TEXTO DE ESTUDO:
A aniquilação mística em Marguerite Porete e Ibn’Arabī - Parte 1








A aniquilação mística em Marguerite Porete e Ibn’Arabī

O período entre a metade do século XII e o começo do século XIV constituiu o florescimento, quase simultâneo, da mística apofática nas tradições islâmica, judaica e cristã.

O tema da aniquilação mística, aparece na obra de Marguerite Porete, que pertence à tradição béguine do século XIII, e no sufismo de Ibn’Arabī, nascido em 1165 no al-Andalus, império islâmico ocidental.

A aniquilação do criatural na alma, atualiza seu verdadeiro eu, oculto no mais profundo recôndito da alma, na profundeza abissal onde Deus reside e a alma retorna ao estado de preexistência em Deus.
A criatura humana é uma imagem incompreensível do Deus incompreensível.

Marguerite Porete e de Ibn'Arabi, ambos falam na dinamica entre o amor e a aniquilaçao na jornada em direcçao á união mistica, que resulta na particular compreensao do "nada" divino e humano.

As ideias do sufismo circulavam quando Porette viveu e possivelmente influenciaram a autora, pois a compreensao de união mistica e a noção de aniquilaçao em Marguerite Porete é muito próxima dos seus contemporaneos sufis.

Ibn'Arabi (1165-1240} precede cronologicamente Marguerite Porete (morta em 1310).
Considera-se tambem a influencia neoplatónica comum ao pensamento dos dois autores.

Marguerite Porete escreveu apenas um livro O Espelho das Almas Aniquiladas, e são os textos desse livro O Espelho, que vamos analisar de seguida, enquanto Ibn Arabi escreveu inúmeros livros sobre a espiritualidade Arabe que são analisados em certos detalhes também de seguida.

A espiritualidade cristã no final da Idade Média

Foi reforçada a idéia de que a humanidade possui a “capacidade para Deus” por sua própria criação e de que cada ser humano deve abrir seu caminho individual para Deus.

Tanto a mística baseada na piedade afetiva dos cistercienses e franciscanos quanto a mística com raízes filosóficas no neoplatonismo passaram a enfatizar a presença de um fundamento de “semelhança” a Deus na alma humana.

A expressão “sem um porquê”, criada pelas Béguines foi retomada por Hadewijch de Brabante, por Marguerite Porete, por Catherine de Gênova e finalmente por Eckhart, que a tornou famosa.

Os textos das béguines indicavam a existência de alguma parte incriada da alma que partilha uma profunda e total união com o divino e ancoravam a sua autoridade, ao menos em parte, em visões diretamente dadas por Deus.

As béguines, enquanto “especialistas” da experiência mística, tinham por objetivo final transcenderem a si mesmas e se “fundirem com Deus” numa união sem intermediários e estavam perto do movimento dos livres-espíritos que acreditavam que podiam atingir a união com Deus na terra, mas que só poderiam alcançar esse estado por meio da austeridade corporal e da abnegação espiritual.

REQUISITOS DA TAREFA:
Escreva a continuação do texto sobre a aniquilação mística em Marguerite Porete e Ibn’Arabī, começando logo após a última frase apresentada.

INFORMAÇÕES APRESENTADAS:
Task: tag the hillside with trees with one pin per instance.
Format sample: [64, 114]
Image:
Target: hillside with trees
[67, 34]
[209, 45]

ESPAÇO DE RESPOSTA:
A obtenção desse estado resultava no distanciamento das preocupações diárias e não no envolvimento com elas.

Marguerite Porete e o seu Espelho

A maior parte do texto toma a forma de um debate entre várias figuras alegóricas, todas femininas à exceção do Longe Perto, o amado próximo e distante, que não fala.

As Damas Amor e Razão são as personagens principais, em companhia da Alma, da qual elas traduzem o conflito interior.

A conversação gira em torno da união mística da Alma com Deus, o assunto do livro é a aniquilação da alma, isto é, a morte da vontade própria e de tudo que se relaciona ao seu eu.

Marguerite Porete formula o itinerário espiritual da alma, delineando sete estágios pelos quais a alma deve passar para se transformar no espelho cristalino de Deus, os quais culminam na aniquilação do eu e na vida clarificada em Deus e por Deus.

Nessa aniquilação ontológica, a alma cai na certeza de nada saber e nada querer, de viver sem um porquê.

Nesse abismo de humildade, a alma verdadeiramente aniquilada, nobre e livre perde sua própria natureza enquanto algo criado por meio da dádiva do amor divino, retornando ao abismo do ser primordial, onde não há mediação ou diferença entre ela e Deus.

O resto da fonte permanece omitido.